**WHAT YOU HAVE TO DO:**
Resume the forum discussion about sending first-class mail from the United States to Russia, starting right after its final sentence.

**READING TEXT:**
# # # #

My question is this, did they eliminate surface mail or airmail.  Does "first-class" mail to Russia go by surface mail or by airplane? 

They only say delivery time for first class mail "varies".  I can seem to find out anywhere if first class mail is actually transported like the old airmail.  The rates are the same as the old airmail. 

Anybody have any facts, ideas or opinions on this question?


I've created a looooong thread in ebay "Package & shipping" forum about it, but it seems it's already lost somewhere deep down... (though you might try to google "Shipping from USA to Russia: Moscow-based buyer's experience").

Briefly:

1) First class and Priority have about the same delivery times. Both go by air. Both are handled here by Russian Post.  www.russianpost.ru

2) A package sent by First class mail is treated as "Recommande" here (even though it shouldn't be!) for the simple reason: there is a bar code and a AX123456789US number on the green custom label!

# # # #

**DATA:**
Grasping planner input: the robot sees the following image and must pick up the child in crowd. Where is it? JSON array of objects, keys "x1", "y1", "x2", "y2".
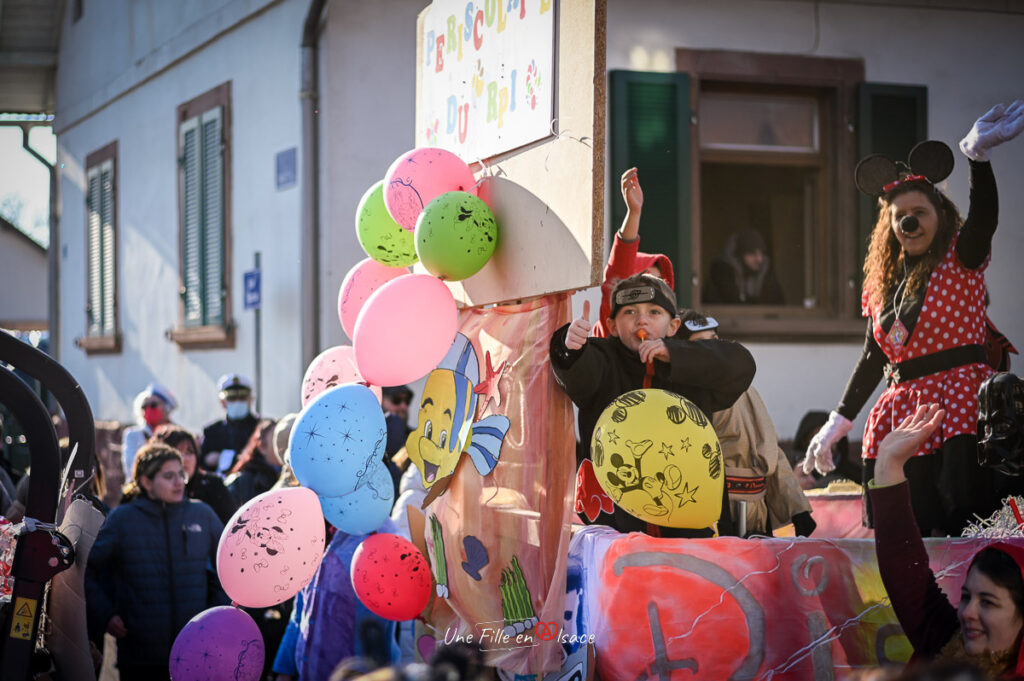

# # # #

**RESPONSE TO THIS EXERCISE:**
3) Priority Mail International parcels, instead of their original numbers (LJ123456789US for large envelopes with postage paid online, CP123456789US for parcels with postage paid at the office, CJ123456789US for parcels with postage paid online) are getting the NEW Russian tracking number (RA123456789RU) after leaving customs.

There's no chance for you to find out this new number before you actually receive the parcel...

4) Express Mail International is what makes the difference! Here in Russia it is treated by EMS GarantPost www.emspost.ru .

They have in their system the original tracking numbers (EB123456789US, when postage is paid at the office, or EC123456789US when postge is paid online), thus knowing this number the sender can track the parcel at any stage, and the recipient - to call EMS and inform them about the comfortable delivery time.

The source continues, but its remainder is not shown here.